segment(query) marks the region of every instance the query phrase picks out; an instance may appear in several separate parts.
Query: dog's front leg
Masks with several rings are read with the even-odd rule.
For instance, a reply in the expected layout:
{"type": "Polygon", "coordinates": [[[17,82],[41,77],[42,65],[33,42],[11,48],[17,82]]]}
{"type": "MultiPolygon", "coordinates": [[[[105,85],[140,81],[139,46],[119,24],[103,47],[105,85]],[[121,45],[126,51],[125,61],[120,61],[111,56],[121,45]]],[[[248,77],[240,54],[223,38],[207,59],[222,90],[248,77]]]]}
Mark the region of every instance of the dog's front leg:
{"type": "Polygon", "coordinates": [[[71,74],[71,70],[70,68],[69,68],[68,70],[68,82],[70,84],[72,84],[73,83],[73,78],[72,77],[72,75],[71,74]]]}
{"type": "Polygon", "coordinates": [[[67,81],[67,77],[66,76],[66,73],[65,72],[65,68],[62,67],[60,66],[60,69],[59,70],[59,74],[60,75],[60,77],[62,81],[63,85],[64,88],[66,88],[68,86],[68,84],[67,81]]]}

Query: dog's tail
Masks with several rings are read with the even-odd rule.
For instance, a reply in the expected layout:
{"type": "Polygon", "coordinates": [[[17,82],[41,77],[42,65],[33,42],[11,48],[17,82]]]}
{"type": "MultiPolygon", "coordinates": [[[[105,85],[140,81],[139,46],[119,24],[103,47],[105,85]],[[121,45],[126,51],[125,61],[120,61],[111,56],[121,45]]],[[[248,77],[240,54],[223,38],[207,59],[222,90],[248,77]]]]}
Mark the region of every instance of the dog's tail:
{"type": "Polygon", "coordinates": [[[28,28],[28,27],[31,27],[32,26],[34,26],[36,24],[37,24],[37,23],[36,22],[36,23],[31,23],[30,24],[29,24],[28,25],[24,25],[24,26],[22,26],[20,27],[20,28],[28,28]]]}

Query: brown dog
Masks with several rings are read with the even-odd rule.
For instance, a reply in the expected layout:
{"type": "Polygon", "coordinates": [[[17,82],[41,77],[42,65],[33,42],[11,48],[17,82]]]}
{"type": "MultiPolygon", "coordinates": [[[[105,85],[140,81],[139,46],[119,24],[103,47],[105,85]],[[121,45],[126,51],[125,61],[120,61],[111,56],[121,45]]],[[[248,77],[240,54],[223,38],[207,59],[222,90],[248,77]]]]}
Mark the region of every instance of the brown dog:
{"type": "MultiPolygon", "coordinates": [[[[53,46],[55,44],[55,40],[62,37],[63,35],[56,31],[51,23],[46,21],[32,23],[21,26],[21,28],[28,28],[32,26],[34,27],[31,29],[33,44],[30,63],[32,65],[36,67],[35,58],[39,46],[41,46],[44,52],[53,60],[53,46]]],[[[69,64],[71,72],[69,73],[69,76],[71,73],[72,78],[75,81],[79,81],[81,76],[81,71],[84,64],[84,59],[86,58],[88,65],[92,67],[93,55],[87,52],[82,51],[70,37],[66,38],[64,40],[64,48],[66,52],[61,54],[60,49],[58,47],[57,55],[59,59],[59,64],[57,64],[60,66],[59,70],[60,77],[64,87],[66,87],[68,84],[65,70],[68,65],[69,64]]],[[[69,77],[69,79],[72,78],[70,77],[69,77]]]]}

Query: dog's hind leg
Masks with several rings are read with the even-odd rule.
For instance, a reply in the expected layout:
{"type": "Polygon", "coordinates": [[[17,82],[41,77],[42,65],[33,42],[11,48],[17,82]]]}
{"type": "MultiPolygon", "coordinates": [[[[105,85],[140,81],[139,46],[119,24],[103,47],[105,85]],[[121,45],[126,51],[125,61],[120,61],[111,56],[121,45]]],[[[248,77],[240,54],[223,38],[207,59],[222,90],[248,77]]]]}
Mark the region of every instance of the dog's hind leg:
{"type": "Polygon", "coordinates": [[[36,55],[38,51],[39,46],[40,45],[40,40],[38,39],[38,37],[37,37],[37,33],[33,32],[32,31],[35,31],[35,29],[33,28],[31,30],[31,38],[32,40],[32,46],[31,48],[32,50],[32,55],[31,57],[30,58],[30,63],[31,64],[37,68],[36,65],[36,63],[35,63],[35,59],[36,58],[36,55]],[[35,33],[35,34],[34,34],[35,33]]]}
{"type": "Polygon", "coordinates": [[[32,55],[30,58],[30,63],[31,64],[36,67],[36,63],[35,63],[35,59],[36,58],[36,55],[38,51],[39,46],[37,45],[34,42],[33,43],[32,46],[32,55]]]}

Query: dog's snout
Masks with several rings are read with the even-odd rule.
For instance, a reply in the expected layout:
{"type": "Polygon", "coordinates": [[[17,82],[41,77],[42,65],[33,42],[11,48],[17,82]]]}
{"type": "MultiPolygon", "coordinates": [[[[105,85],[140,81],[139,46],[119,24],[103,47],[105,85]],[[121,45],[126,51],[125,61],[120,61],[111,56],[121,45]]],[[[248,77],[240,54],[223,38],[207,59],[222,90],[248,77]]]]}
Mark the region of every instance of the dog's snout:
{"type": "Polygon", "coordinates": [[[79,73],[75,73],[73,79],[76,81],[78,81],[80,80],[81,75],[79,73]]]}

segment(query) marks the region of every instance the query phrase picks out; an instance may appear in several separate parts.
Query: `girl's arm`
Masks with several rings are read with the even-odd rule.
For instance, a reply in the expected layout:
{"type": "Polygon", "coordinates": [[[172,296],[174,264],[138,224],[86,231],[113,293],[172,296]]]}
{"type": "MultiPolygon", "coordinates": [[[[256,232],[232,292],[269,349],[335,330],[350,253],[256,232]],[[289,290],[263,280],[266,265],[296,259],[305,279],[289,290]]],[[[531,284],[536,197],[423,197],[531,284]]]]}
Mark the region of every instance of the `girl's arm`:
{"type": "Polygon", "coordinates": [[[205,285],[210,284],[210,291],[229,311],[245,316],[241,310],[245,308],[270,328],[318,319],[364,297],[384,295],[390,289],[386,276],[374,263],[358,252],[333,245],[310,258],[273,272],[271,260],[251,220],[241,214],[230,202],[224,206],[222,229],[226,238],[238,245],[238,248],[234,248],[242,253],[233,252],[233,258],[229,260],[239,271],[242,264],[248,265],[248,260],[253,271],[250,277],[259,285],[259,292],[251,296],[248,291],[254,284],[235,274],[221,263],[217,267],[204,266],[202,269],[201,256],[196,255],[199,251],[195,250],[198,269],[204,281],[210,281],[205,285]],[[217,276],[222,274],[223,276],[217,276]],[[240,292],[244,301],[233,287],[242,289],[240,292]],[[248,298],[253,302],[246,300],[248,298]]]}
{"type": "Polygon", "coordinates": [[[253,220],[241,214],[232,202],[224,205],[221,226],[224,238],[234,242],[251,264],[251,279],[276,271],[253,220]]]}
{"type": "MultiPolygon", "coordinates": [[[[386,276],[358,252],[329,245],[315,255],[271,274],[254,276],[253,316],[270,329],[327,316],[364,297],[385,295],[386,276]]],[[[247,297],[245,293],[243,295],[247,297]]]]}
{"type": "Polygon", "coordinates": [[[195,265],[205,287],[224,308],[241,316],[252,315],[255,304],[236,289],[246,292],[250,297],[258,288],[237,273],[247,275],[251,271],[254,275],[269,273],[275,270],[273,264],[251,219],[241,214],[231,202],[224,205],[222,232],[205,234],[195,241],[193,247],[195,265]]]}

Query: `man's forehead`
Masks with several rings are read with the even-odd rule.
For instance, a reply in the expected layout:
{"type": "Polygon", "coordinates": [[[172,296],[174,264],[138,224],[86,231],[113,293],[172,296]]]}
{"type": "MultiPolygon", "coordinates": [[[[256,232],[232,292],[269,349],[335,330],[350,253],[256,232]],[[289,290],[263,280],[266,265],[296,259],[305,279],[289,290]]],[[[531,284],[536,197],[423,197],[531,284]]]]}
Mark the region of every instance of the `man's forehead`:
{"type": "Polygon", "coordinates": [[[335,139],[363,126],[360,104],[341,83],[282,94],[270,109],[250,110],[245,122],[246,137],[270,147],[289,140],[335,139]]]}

══════════

— Objective —
Could you turn the lines of the records from the line with "Query: brown dog" to the line with "Mark the region of every instance of the brown", both included, into a JSON list of strings, one string per line, leaving out blank lines?

— Solution for this task —
[
  "Query: brown dog",
  "Masks with several rings are read with the even-odd rule.",
  "For instance, a reply in the expected layout:",
  "{\"type\": \"Polygon\", \"coordinates\": [[[17,82],[41,77],[42,65],[33,42],[11,48],[17,82]]]}",
  "{\"type\": \"MultiPolygon\", \"coordinates\": [[[[105,85],[140,81],[139,46],[119,24],[103,47],[105,85]],[[121,45],[126,51],[125,61],[120,61],[111,56],[121,45]]],[[[248,77],[240,54],[223,38],[207,59],[222,90],[248,77]]]]}",
  "Mark the region of every instance of the brown dog:"
]